### Aim of the exercise
Copy the rows from the line containing "the dark soil" up to and including the line containing "[(1206, 644), (186, 585)]", keeping each request unchanged, and shift every x and y coordinate in the answers by adding 105 to it.

— start Entries —

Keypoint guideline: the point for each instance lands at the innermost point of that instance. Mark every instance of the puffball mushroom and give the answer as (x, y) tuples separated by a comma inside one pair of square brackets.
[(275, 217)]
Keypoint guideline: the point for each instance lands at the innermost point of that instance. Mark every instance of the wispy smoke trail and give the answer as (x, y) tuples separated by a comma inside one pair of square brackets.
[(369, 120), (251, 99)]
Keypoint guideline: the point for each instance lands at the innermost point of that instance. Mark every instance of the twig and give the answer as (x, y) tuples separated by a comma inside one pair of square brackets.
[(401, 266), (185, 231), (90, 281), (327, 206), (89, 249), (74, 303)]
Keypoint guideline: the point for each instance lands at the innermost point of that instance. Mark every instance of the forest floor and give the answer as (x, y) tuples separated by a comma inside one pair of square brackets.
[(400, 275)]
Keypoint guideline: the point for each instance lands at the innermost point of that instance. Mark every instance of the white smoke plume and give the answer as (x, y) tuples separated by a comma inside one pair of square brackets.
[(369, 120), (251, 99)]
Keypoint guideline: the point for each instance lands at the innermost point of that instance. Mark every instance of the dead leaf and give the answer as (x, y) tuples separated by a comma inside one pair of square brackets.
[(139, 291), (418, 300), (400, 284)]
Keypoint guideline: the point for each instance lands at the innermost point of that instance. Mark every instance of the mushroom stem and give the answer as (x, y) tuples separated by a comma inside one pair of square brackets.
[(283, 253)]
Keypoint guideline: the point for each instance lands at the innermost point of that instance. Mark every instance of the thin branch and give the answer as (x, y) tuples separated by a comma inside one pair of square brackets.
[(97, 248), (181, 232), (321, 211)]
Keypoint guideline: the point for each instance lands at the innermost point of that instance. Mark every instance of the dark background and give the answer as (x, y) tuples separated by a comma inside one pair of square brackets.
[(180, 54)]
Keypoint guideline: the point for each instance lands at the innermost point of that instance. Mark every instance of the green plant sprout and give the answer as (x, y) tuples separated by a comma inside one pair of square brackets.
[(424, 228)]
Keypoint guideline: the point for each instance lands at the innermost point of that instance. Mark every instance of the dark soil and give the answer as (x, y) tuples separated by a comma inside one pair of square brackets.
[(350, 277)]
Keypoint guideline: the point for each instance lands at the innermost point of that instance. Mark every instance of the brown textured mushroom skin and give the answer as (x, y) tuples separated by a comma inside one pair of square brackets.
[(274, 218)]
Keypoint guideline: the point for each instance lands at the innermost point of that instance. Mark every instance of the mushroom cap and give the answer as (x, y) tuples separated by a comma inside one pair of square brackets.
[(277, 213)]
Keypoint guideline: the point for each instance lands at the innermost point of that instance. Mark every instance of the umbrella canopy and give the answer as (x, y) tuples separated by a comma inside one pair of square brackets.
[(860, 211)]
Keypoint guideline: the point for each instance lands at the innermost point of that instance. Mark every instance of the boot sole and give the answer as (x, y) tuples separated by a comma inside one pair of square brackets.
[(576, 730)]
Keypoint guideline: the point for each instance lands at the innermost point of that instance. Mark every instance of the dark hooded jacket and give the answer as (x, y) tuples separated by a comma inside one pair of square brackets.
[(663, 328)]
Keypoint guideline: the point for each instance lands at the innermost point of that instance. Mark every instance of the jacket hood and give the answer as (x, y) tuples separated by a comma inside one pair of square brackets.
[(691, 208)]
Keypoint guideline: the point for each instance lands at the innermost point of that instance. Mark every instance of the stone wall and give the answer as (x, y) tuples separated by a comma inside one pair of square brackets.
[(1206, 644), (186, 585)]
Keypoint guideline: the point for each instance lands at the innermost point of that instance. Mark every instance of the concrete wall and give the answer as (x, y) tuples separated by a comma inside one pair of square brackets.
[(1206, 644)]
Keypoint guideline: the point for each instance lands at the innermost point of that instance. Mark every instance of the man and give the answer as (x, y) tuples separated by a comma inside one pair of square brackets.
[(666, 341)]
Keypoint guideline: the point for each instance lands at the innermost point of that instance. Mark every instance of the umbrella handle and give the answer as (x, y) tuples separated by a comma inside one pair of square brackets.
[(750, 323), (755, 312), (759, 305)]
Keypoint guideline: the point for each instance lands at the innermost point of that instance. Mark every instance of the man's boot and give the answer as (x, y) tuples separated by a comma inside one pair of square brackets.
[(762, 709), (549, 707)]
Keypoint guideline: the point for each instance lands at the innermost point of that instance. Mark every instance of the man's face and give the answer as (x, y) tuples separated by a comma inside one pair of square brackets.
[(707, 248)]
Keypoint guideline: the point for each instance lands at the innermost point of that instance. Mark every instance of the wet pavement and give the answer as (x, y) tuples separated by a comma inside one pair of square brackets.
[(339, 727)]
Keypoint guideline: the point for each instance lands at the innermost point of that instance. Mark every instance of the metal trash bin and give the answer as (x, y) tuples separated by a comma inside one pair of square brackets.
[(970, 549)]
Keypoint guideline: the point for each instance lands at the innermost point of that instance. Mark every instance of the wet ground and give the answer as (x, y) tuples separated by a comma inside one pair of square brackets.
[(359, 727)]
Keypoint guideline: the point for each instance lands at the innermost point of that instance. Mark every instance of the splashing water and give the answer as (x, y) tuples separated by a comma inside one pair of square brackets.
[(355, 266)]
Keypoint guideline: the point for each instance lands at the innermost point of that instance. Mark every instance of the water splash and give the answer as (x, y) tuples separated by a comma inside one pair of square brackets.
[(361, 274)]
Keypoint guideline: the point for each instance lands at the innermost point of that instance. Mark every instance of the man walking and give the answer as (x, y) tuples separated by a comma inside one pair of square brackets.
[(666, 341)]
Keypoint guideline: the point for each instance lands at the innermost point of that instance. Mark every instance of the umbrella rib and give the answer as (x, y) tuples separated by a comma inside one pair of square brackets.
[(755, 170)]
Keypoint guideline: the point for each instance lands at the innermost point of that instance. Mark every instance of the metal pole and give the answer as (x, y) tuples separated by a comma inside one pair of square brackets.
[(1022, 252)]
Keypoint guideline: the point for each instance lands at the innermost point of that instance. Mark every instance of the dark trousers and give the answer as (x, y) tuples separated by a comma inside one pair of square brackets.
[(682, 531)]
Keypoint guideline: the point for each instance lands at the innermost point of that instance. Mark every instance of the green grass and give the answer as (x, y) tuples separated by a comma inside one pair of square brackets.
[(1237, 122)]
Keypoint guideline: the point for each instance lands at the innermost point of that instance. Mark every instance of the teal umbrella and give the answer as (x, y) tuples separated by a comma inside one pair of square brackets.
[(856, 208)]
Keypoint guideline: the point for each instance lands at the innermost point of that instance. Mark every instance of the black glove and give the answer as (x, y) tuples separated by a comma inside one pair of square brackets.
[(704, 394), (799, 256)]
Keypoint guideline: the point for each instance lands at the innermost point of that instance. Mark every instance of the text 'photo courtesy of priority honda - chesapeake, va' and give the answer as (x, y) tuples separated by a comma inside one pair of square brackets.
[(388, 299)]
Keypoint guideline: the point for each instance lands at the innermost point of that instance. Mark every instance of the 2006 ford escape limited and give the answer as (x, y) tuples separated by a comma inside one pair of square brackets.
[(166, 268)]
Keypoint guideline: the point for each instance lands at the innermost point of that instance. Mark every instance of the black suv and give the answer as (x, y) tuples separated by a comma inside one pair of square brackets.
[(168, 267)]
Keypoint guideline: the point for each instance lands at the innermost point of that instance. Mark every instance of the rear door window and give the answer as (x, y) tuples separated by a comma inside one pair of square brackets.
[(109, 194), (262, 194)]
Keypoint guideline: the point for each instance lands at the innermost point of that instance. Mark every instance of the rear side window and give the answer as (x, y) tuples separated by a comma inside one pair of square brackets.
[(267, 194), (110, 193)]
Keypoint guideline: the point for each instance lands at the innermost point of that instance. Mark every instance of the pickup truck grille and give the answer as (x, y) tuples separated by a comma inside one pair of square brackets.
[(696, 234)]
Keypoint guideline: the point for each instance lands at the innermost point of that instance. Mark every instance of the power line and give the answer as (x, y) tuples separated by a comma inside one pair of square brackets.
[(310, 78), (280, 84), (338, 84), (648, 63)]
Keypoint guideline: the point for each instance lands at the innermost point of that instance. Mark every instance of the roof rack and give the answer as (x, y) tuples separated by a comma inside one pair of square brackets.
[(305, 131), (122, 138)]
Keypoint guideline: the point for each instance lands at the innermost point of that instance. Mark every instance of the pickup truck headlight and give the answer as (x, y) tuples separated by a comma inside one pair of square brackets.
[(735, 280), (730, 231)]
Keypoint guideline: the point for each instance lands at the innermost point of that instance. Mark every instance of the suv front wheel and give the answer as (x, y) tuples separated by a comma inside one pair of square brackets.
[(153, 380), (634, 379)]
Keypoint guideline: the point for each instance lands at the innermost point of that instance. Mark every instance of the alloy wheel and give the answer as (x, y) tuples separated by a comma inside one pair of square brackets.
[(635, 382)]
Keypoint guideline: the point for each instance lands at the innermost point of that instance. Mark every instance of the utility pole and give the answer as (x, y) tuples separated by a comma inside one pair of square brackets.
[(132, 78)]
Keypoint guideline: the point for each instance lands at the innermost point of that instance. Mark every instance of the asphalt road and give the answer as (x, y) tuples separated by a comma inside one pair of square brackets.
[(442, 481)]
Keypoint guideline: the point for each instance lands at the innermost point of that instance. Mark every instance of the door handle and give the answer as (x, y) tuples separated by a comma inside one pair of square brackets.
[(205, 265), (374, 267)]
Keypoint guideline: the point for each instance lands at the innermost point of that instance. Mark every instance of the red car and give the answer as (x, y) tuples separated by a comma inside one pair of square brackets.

— end Entries —

### Solution to the problem
Keypoint guideline: the point for each instance lands at the innermost point of that instance. Mark every instance of the dark soil and give the answer as (x, y) tuples separated by a comma inside one pair of square brackets.
[(455, 382)]
Keypoint guideline: the point for each instance lands at the innermost point of that instance. Mark every instance of the brown textured mushroom skin and give the answer as (x, y) tuples separated by a comma inside one pair of square brackets.
[(379, 323)]
Keypoint guideline: the point for each instance lands at the innermost point of that instance. Mark every instance of the mushroom cap and give the answer as (x, y) tuples separated by a comma inside one pair of square brackets.
[(382, 318)]
Keypoint guideline: the point for each instance lands at the innermost point of that instance. Mark every instance of the umbrella canopy and give the answer as (x, y) tuples separated by a comma inside one pair of square brackets.
[(965, 316)]
Keypoint guideline: the point for each instance lands at the innermost point of that instance. Mark every instance of the boot sole and give the answer as (x, y) tuples separated by a comma inside one pair of square brackets.
[(681, 835)]
Keypoint guideline: the point for each instance lands at the innermost point of that instance. Mark every instance of the dark hooded jacket and give the answer as (x, y) tuples separated by a comma inside one pair of square brackets.
[(768, 433)]
Keypoint guideline: the point for each instance lands at the innermost point of that instance. Mark every instance of the jacket hood and give the answer as (x, y) tuples separated by a comma inside one pair of square brackets.
[(796, 313)]
Keypoint guideline: the point for each instance lands at the innermost point of that instance. Mark every instance of the stone wall and give the answer as (x, y) tuples separated by a comma inside one pair of square brackets.
[(1311, 749), (291, 690)]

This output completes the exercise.